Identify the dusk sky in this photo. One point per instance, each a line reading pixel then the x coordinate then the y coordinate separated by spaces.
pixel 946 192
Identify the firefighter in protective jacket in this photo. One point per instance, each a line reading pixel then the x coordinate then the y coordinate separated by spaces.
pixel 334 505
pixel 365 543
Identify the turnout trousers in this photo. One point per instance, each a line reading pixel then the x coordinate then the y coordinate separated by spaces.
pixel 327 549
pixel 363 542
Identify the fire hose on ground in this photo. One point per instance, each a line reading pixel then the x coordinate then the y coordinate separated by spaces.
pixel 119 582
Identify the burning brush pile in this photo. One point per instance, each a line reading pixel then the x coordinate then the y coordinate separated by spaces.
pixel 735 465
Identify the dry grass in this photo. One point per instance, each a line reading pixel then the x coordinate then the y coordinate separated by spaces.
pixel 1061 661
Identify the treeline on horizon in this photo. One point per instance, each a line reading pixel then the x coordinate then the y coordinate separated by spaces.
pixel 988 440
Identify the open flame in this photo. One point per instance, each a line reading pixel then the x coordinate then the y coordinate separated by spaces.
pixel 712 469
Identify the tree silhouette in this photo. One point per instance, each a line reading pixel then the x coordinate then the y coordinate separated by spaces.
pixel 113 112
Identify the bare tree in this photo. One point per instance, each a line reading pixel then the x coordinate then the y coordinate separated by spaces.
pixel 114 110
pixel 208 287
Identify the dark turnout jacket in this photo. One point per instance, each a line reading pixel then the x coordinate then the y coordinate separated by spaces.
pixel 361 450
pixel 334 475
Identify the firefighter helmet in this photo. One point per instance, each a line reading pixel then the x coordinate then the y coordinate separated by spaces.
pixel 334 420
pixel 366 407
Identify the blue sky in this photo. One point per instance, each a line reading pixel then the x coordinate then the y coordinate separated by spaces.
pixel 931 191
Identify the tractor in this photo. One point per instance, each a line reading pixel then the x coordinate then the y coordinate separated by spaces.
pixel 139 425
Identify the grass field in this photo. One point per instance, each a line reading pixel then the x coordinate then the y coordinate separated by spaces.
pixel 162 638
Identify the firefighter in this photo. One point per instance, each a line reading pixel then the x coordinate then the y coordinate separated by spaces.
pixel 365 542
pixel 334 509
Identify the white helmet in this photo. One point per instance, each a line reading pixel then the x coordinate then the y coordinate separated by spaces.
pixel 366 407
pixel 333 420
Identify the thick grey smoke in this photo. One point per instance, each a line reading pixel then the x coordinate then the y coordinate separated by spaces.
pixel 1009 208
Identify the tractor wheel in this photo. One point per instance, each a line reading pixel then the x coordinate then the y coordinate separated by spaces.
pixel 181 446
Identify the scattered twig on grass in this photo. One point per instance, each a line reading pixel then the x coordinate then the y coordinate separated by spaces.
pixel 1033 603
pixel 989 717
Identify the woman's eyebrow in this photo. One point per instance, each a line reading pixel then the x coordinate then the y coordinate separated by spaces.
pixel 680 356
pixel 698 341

◆ **Given request**
Render every line of the items above, including the pixel lines, as a JSON list of strings with one string per line and blank lines omitted.

◆ **Solution for this exercise**
[
  "Identify the dusk sky in this photo. One point per instance, each a line reading pixel then the x coordinate then the y coordinate separated by spaces.",
  "pixel 946 192",
  "Identify the firefighter in protective jacket in this photo. One point per instance, each a line reading pixel then the x coordinate then the y coordinate separated by spaces.",
  "pixel 334 505",
  "pixel 365 543",
  "Identify the turnout trousers in this photo. One point per instance, each a line reading pixel then the x coordinate then the y coordinate separated by spaces.",
  "pixel 327 549",
  "pixel 363 542",
  "Identify the fire hose on ground in this photo. One point per instance, each a line reading pixel then the x coordinate then the y coordinate separated by spaces.",
  "pixel 119 582",
  "Identify the burning brush pile in this photo. One point per instance, each a line reading pixel then the x coordinate then the y coordinate separated by spaces.",
  "pixel 735 465",
  "Identify the dry grass in this photo. One point per instance, each a line reading pixel then the x coordinate then the y coordinate separated by spaces.",
  "pixel 1061 661",
  "Identify the treeline on horizon in this photo. One point per instance, each a line reading pixel then the x coordinate then the y coordinate separated by spaces.",
  "pixel 988 440",
  "Identify the open flame in this photo. One point per instance, each a line reading pixel then the x coordinate then the y coordinate separated by spaces.",
  "pixel 712 469",
  "Identify the tree silhouette in this photo. One point per instance, each a line reading pixel then the x coordinate then the y coordinate separated by spaces.",
  "pixel 113 112",
  "Identify the bare tree in this photo. One point per instance, each a line reading pixel then the x coordinate then the y coordinate separated by spaces.",
  "pixel 114 110",
  "pixel 208 287",
  "Identify the dark turnout jacket in this photo. One point per instance, each a line reading pixel then the x coordinate then the y coordinate separated by spaces.",
  "pixel 361 450",
  "pixel 334 475",
  "Identify the firefighter helmet in this photo. One point per instance, each a line reading pixel then the x coordinate then the y coordinate separated by spaces.",
  "pixel 334 420",
  "pixel 366 407",
  "Identify the blue sky in this photo. One point per instance, each a line reading pixel then the x coordinate then the y coordinate separated by spaces.",
  "pixel 931 191",
  "Identify the tractor in this photo. One point per instance, each a line reading pixel then the x coordinate then the y coordinate separated by spaces.",
  "pixel 139 425",
  "Identify the grass field in this photo. One point per instance, each a line reading pixel then the x coordinate then the y coordinate separated by spaces.",
  "pixel 162 638",
  "Identify the firefighter in this photo. One point per instance, each a line reading pixel then the x coordinate then the y coordinate separated by spaces.",
  "pixel 365 542",
  "pixel 334 509",
  "Identify the white helmet in this photo. One point per instance, each a line reading pixel then the x coordinate then the y coordinate separated by spaces.",
  "pixel 366 407",
  "pixel 333 420",
  "Identify the thick grey smoke in this photo. One point per instance, each a line reading pixel then the x coordinate then the y coordinate separated by spaces.",
  "pixel 1009 208",
  "Identify the tractor wheel in this photo. One point per instance, each a line reading pixel then the x coordinate then the y coordinate separated by spaces.",
  "pixel 181 446",
  "Identify the scattered twig on grass in this photo. One point per instance, each a line reading pixel then the x coordinate then the y coordinate separated by spaces.",
  "pixel 1033 603",
  "pixel 989 717",
  "Identify the woman's eyebrow in this photo. One point per instance, each a line reading pixel then the x coordinate then the y coordinate separated by spaces.",
  "pixel 680 356",
  "pixel 698 341"
]